## WHAT THE TASK ASKS
An exact copy of the listing below is required, minus its pictures.
↓↓↓
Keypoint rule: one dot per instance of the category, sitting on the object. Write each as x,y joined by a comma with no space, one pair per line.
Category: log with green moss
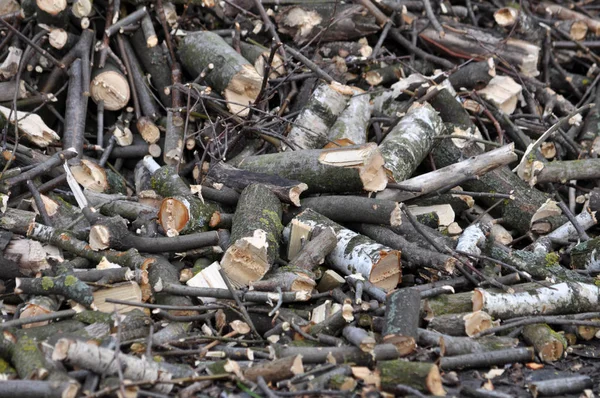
549,345
255,236
347,169
232,74
422,376
180,212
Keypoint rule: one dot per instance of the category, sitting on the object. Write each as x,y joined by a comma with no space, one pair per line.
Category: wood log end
243,89
386,274
173,215
112,88
99,237
245,261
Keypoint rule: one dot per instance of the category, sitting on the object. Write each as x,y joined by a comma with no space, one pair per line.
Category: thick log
255,236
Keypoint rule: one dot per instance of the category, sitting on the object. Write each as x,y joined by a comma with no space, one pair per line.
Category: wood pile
299,198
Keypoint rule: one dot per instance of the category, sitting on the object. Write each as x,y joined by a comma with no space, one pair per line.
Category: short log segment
356,253
549,345
562,298
405,147
347,169
422,376
562,386
180,212
311,127
288,191
102,361
255,236
233,75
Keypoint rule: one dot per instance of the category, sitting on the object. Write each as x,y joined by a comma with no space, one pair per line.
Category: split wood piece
312,126
455,173
539,265
562,298
364,210
347,169
96,178
352,124
288,191
154,63
65,285
174,135
180,212
563,13
563,171
462,324
360,338
322,243
563,386
339,355
255,236
456,345
288,279
112,232
474,75
225,294
476,43
102,360
110,85
356,253
233,75
487,359
308,21
407,144
549,345
422,376
516,213
276,370
414,256
402,320
38,388
31,126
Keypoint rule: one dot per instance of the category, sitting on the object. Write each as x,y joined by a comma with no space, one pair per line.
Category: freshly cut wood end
387,273
243,89
52,7
91,176
478,299
366,158
148,130
173,214
506,16
476,322
434,382
99,237
295,193
61,349
578,30
245,261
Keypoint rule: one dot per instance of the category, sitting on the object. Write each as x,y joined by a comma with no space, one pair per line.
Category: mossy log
424,377
232,75
347,169
356,253
549,345
255,236
312,126
405,147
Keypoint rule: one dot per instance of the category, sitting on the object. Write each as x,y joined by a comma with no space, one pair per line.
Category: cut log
347,169
232,75
405,147
355,253
255,236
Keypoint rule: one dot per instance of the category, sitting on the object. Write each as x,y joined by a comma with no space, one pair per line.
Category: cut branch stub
255,236
232,75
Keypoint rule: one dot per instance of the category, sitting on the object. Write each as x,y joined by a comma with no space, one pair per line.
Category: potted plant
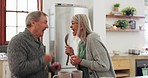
↑↑↑
## OUTPUT BELOW
Keypoint rule: one dot per instance of the category, sitting on the object. Write each as x,y joined by a comma with no space, one pair per line.
Category: log with green moss
549,345
255,236
347,169
232,74
422,376
180,212
Keypoint rule: one dot per instance of the category, sitting on the object. Write each as x,y joined by a comma with no space, one pair per line.
Category: wood log end
243,89
386,274
173,215
112,88
99,237
245,261
Keypoint rule: one dot per instance of the category, sitting on the object. Write each as x,y joined by a comma with no space, one pair per line.
Category: thick log
255,236
Keypoint rule: one dot per instance of the category, sitting on the object. Write each as x,y joined by a comma with no space, one pair per line.
Category: wood pile
299,198
Keypoint rule: one dot per instance of the category, sitting on the object. Write each as x,y joined by a comma with no space, one pair per line.
Category: short log segment
356,253
549,345
562,298
405,147
347,169
422,376
562,386
180,212
311,127
288,191
102,361
255,236
233,75
Keypoint rule: one dot per instance of the category, sitting on the object. Write each as x,y joined by a comma with no space, one pair per line.
Category: split wood piece
312,126
455,173
539,265
562,298
364,210
347,169
96,178
352,124
288,191
154,63
65,285
174,135
180,212
563,13
563,171
462,324
360,338
322,243
563,386
339,355
255,236
456,345
288,279
112,232
474,75
225,294
476,43
102,360
110,85
356,253
233,75
487,359
308,21
407,144
549,345
422,376
516,213
276,370
414,256
402,320
38,388
31,126
Keypoint rule: one dot per instance of the category, sitting on the object. Write each as x,y joined by a comma with no space, one pair per line.
Category: freshly cut wood end
387,273
243,89
52,7
91,176
478,299
366,158
148,130
173,214
506,16
476,322
434,382
99,237
295,193
61,349
578,30
245,261
Keypoint rule: one dot per instance of the category, sitting on the object. Write each as x,y joined by a comma with no space, one pair per line.
Category: mossy log
424,377
232,75
347,169
356,253
549,345
255,236
312,126
405,147
Keypoint rule: one dot per instance of the category, sitting on the object. Write each as x,y joined by a comma with no space, one pair per line.
Category: cut log
347,169
232,75
405,147
355,253
255,236
Keypoint rule: one dot per instance of the category, sitting on the object. Write each as x,y joined by a comma with no space, one pair per line.
Category: cut branch stub
255,236
232,75
Keypoint rule: one dot per instance of the category, sitting on the object. Write each as x,y joined by a comma with no space, one pair per line.
Category: potted plant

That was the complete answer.